This idea took a little longer.

Me trying to doodle my puzzle into existence instead of working on 451 homework, pt 2

However, the three characters were easy enough; if Inazuma is the land of environmental disasters and puzzles, and Sumeru is the land of fantastic story-driven content and racism, then Fontaine is the land of absolute nonsense (in the Alice in Wonderland sense). And what better way to represent that than with the three characters with really long and hard-to-pronounce names?

I did want to include Elynas somehow if at all possible, so I considered making some sort of Melusine puzzle (after all, there are a lot of Melusines). I also considered making some sort of artist puzzle with Salsa, Mamere, and Julien, but that didn't get very far. I did a whole survey of Fontaine for different puzzle mechanics (there are a surprising amount of them, even if the puzzles are all pretty easy), but nothing popped out to me as something I wanted to use. Finally, I settled on the idea of a music puzzle, since I wanted to incorporate French somehow and some of Fontaine's songs conveniently have French titles.

It was another day in ethics class when the replacing-letters idea finally came to me. By coincidence, I found that the three names share exactly three letters.

I found the actual sheet of paper lol

And thus I set out to find songs to use.

________

▸ **PROBLEM SET**:
**A)** In the puzzle-design notes, how many letters do the three names share?
**B)** List every region of the game world that the puzzle-design notes name.
**C)** Extend the puzzle-design notes, picking up right after "And thus I set out to find songs to use."
The records below come from a separate source and are unrelated to the puzzle-design notes.

▸ **PROVIDED RECORDS**:
________

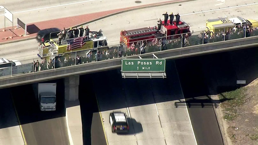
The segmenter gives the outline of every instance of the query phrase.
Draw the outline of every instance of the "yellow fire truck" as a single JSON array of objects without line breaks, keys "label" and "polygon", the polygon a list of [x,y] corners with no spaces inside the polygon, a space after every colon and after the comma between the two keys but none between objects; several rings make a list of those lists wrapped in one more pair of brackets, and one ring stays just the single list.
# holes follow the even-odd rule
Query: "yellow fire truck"
[{"label": "yellow fire truck", "polygon": [[[107,38],[103,36],[101,30],[99,31],[91,32],[89,36],[83,39],[84,44],[81,47],[70,50],[68,49],[67,40],[72,40],[79,38],[73,38],[58,42],[58,38],[50,39],[50,40],[40,43],[38,46],[38,55],[42,59],[46,58],[48,60],[53,59],[55,56],[60,54],[81,50],[103,50],[108,48]],[[65,55],[67,55],[68,53]]]},{"label": "yellow fire truck", "polygon": [[229,30],[230,27],[233,28],[233,26],[240,25],[242,26],[243,25],[249,24],[250,26],[253,25],[255,26],[258,24],[257,21],[252,19],[245,19],[239,16],[236,17],[230,18],[220,18],[206,20],[206,30],[209,30],[213,33],[218,32],[220,30],[224,31],[225,28],[226,30]]}]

________

▸ **EXPECTED RESPONSES**:
**A)** Exactly three letters.

**B)** Inazuma, Sumeru, Fontaine

**C)**
My candidate song playlist

I kind of wanted the songs to be thematic, so Neuvillette was definitely getting the rain one (and that was even before I did his story quest... I loved that track before it was cool). I also wanted to just include songs I liked for solvers to listen to, so Arlecchino got the Fontaine dusk one (since although the HotH reveal music is much more thematic, I don't like listening to it and I really wanted this track to be in there). I was considering using the Fleuve Cendre theme for Wriothesley, since I didn't know where he actually came from and this... sort of fit the vibes, I guess (and the 4.1 soundtrack isn't released). At some point, I just wrote "this subpuzzle is blocked until Oct 17" in the hopes that his story quest would give me a good song to use. However, listening to the playlist, I realized that I could sneak Elynas in there with "Le dormeur du val", which is played somewhere in their intestines or something. Now, I just had to hold out hope that, with these song choices, the puzzle would actually be constructable!

It was clear that it would be impossible to have single letters map to single notes. It was also clear, after a survey of Fontainian puzzle mechanics, that most puzzles were either Arkhe-related or involved using space/perspective (which I couldn't really use in a puzzle) (although there was a really cool clockwork puzzle too in the Fortress whose mechanic I didn't want to spoil regardless). Thus, the idea to use Pneumosia in my puzzle to map each note to two letters was born.

Pneumosia being literally everywhere

Even with two letters per note, though, construction was very constrained, simply because the three songs share so many notes. I turned to virtualpiano.net to help, transcribing the entirety of each song (besides the impossible parts) with letters and trying to identify substrings that looked not terrible.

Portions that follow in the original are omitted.